*Texto dado*
- - - - - - -
Escribía Ortega y Gasset hace más de setenta años que «la escuela, como institución normal de un país, depende mucho más del aire público en que íntegramente flota que del aire pedagógico artificialmente producido dentro de sus muros» y continuaba diciendo que «el aire libre que orea el alma alemana está cargado de incitación y de dotes para la ciencia y suple defectos garrafales de su universidad». Pues bien, recogiendo el concepto y la terminología orteguianos, cabe decir que el «aire público» que se respira en España contribuye poco a sostener y alentar las aficiones y vocaciones por la ciencia y la cultura que la escuela se esfuerza por crear. En la corriente principal de la vida española los temas culturales tienen una presencia marginal y discontinua. Se dirá, con razón, que estas apreciaciones carecen de originalidad, y que, además, valdrían para describir la situación en muchos otros países. Es cierto: resulta imprescindible refinar el análisis para identificar las manifestaciones específicamente españolas del problema, que sólo así empezará a encontrar solución.
- - - - - - -
*Filas de datos*

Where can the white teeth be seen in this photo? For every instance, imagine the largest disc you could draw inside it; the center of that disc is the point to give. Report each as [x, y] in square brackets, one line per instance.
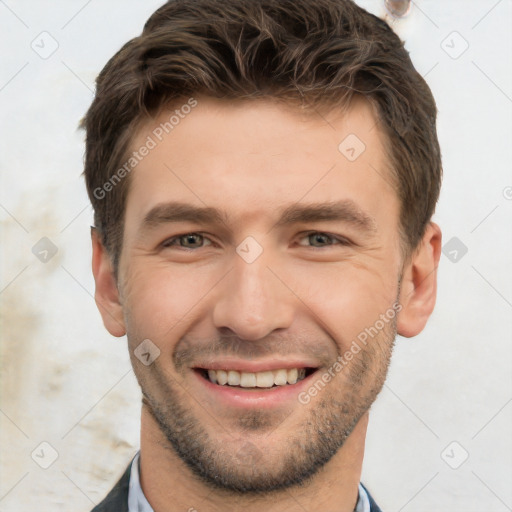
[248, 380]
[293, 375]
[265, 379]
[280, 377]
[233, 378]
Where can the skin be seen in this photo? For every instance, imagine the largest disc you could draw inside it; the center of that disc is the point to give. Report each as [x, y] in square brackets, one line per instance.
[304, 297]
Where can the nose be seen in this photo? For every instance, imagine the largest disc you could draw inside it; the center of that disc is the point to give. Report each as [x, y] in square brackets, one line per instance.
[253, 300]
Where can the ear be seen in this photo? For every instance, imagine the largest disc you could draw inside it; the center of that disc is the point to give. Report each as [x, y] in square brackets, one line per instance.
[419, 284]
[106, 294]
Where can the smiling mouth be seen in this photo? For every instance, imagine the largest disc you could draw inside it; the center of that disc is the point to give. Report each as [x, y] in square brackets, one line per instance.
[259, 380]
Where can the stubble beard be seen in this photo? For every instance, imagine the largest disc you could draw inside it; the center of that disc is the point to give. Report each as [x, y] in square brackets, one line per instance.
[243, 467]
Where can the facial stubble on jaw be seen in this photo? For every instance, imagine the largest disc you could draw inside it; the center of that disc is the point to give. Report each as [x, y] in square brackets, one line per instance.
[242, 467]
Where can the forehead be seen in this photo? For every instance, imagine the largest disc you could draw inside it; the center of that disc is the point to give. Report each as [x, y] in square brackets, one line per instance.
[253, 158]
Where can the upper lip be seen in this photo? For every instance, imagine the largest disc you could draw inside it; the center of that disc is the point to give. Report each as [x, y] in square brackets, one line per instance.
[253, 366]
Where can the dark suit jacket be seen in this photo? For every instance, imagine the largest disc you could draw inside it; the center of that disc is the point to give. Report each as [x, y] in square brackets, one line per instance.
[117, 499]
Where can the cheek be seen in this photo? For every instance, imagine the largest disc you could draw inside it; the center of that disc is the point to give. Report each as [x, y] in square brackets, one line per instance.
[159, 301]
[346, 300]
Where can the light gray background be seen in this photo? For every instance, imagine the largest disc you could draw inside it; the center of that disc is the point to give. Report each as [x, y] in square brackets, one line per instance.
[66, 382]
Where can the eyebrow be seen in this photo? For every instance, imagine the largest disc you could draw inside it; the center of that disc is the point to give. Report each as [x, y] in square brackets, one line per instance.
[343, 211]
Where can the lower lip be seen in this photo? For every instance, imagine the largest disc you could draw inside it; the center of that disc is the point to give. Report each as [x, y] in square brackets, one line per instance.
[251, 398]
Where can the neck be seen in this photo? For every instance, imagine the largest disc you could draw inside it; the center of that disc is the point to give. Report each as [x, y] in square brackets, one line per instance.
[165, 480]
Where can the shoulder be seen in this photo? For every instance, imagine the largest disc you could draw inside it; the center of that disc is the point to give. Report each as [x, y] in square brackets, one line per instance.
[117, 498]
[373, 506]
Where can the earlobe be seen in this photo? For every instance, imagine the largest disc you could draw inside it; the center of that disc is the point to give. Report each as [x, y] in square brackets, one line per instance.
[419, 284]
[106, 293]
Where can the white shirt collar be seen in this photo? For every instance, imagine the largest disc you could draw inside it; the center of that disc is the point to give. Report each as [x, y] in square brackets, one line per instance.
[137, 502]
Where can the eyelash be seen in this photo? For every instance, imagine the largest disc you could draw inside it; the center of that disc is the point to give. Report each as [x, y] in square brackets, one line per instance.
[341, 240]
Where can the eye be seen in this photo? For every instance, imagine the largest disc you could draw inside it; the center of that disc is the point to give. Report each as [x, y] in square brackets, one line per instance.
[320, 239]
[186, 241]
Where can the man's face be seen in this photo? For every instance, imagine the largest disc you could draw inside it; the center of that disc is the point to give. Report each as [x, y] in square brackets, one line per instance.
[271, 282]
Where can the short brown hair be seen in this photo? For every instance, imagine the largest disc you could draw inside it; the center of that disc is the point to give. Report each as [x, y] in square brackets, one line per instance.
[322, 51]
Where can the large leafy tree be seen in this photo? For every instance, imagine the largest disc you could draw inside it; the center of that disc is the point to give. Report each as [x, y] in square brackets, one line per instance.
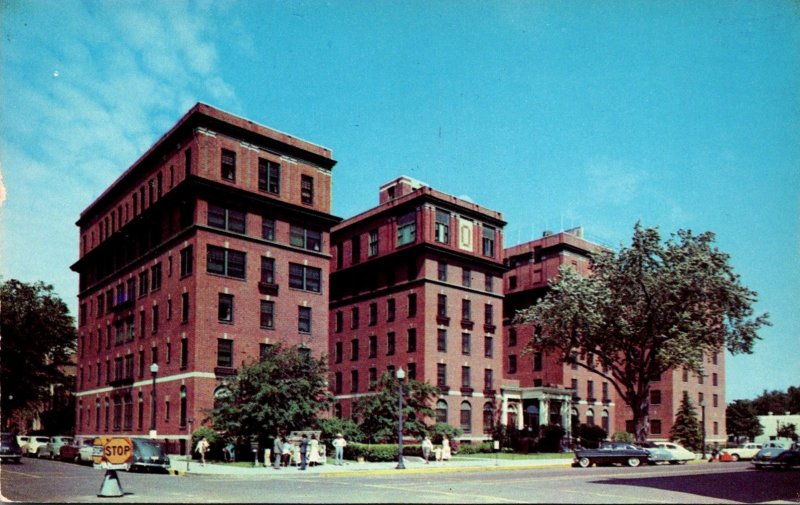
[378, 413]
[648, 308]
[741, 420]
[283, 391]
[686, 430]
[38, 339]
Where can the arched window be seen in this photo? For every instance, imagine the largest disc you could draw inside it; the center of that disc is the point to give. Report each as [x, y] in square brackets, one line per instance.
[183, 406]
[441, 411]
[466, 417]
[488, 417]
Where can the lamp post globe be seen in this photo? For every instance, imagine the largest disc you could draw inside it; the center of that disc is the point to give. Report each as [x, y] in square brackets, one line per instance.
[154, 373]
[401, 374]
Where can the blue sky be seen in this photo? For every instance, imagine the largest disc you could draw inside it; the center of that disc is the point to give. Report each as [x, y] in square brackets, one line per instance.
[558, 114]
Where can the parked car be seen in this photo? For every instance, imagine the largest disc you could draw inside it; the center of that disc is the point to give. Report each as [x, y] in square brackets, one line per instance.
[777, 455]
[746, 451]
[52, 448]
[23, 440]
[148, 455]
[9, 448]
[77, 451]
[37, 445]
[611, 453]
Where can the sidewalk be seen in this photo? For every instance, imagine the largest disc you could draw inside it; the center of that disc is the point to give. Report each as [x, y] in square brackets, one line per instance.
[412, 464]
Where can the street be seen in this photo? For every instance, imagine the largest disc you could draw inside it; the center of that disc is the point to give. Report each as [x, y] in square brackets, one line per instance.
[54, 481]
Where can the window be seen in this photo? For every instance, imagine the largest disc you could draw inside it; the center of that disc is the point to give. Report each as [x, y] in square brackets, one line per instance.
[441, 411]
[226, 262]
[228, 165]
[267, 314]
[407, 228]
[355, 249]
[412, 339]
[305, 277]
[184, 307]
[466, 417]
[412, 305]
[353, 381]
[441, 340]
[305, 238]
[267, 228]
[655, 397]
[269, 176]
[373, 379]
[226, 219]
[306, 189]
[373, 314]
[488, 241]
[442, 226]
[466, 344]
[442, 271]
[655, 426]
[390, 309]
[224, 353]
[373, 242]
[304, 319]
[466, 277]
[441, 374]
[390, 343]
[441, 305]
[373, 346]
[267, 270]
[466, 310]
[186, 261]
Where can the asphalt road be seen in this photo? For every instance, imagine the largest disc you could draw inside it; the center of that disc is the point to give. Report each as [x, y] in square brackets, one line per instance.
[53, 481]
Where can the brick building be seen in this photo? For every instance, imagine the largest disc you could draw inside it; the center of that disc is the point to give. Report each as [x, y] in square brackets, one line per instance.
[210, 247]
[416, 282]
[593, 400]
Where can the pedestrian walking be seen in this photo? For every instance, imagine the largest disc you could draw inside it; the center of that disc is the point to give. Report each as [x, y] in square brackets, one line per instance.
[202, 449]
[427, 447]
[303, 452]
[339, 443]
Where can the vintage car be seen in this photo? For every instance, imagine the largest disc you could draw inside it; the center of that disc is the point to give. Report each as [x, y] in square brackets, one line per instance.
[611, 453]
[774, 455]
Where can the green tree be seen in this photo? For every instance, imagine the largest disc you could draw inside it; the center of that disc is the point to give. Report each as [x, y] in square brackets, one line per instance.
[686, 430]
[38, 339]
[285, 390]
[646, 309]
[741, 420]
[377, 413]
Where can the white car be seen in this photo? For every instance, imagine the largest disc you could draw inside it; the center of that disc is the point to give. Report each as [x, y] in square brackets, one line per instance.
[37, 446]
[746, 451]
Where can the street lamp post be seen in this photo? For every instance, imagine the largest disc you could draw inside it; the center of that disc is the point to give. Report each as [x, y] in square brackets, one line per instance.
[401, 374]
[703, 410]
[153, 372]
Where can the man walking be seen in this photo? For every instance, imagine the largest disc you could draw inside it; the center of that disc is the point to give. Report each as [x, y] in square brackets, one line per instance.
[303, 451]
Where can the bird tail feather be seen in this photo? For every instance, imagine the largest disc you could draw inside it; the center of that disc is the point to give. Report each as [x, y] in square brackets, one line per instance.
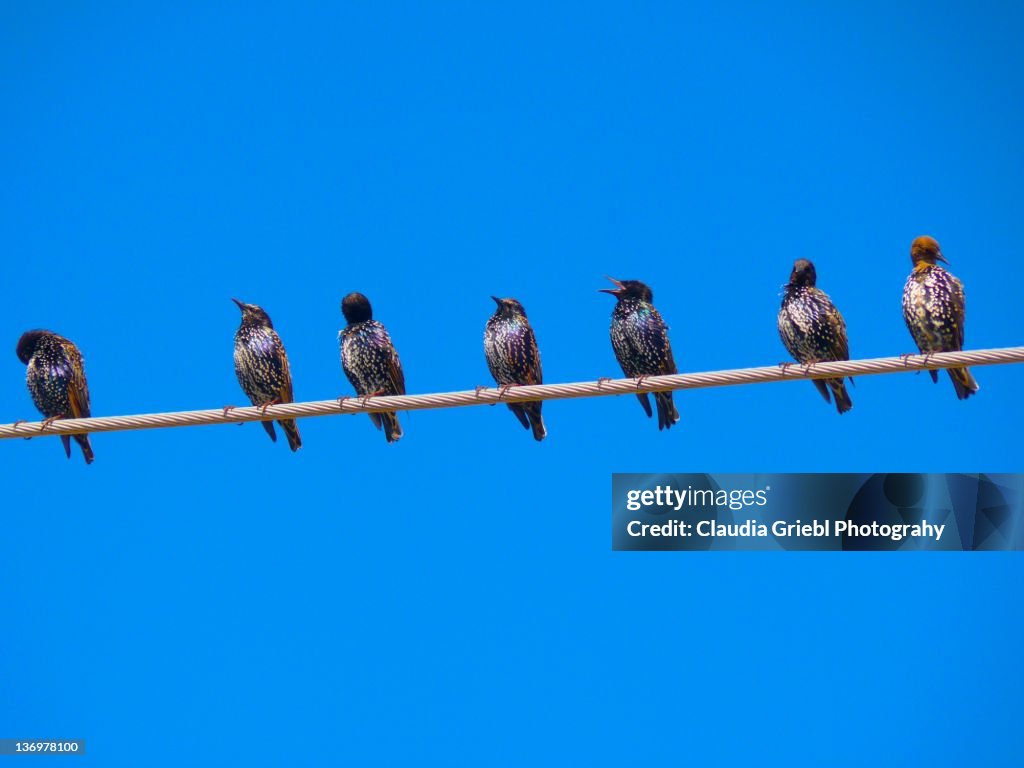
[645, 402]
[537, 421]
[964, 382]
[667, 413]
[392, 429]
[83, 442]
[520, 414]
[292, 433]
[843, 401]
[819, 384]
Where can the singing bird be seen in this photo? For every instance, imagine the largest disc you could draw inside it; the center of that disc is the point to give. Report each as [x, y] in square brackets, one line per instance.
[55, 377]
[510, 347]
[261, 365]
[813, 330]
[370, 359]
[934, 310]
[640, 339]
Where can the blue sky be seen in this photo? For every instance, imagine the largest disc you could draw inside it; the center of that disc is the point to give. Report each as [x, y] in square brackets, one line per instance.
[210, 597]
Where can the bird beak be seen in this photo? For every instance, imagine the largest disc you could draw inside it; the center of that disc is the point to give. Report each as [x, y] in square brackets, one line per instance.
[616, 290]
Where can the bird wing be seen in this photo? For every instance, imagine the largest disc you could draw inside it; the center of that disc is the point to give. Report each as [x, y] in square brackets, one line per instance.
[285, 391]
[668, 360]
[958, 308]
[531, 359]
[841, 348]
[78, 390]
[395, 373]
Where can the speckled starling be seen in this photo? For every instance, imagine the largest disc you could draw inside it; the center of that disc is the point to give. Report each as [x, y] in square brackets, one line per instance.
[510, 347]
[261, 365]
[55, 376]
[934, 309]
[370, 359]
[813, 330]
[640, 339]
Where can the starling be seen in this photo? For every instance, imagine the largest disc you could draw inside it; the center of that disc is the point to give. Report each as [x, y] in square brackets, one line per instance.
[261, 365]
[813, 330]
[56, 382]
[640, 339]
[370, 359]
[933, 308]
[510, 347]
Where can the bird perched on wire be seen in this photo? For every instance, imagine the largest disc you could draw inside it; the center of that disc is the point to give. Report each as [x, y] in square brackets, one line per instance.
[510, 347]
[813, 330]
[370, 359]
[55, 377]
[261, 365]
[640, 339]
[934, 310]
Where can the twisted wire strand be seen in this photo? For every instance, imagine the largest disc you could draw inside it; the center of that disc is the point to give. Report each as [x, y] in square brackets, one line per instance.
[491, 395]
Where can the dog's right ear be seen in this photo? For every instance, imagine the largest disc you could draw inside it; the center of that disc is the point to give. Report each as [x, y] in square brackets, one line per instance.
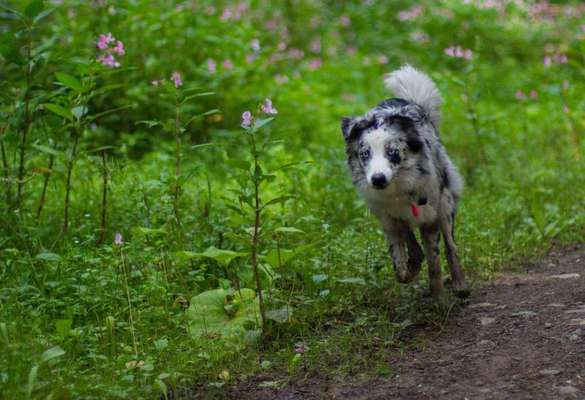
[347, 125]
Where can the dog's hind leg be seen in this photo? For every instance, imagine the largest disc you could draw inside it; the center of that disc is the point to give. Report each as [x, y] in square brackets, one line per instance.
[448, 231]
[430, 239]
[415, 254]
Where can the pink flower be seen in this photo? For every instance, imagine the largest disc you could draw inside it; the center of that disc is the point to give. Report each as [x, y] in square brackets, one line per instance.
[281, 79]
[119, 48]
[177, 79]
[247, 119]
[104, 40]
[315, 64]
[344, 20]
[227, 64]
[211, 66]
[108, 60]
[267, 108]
- - - - - - -
*Tu tarea*
¿Qué vendría después del texto sobre la ciencia y la cultura en España? Redáctalo a partir de su última oración. Los registros constituyen un material independiente del texto.

*Resultado del ejercicio*
Lo que caracteriza a la actitud española frente a la cultura es la inseguridad. Cuando sobre alguna de nuestras reuniones planea una nube cultural, una reacción frecuente es la inhibición festiva, que a veces consiste en proclamar con voz impostadamente rústica una ignorancia mucho mayor que la que en realidad se tiene. Y en ese ambiente entre jocoso e inseguro se produce un fenómeno que, como veremos, tiene graves consecuencias: cualquier razonamiento que dure más de treinta segundos se verá interrumpido por una digresión humorística, que normalmente será divertida, porque en España hemos perfeccionado el arte de huir con gracia de los silogismos. De este modo, el que se arriesgue a proseguir con su razonamiento quedará casi inevitablemente relegado al papel de clown.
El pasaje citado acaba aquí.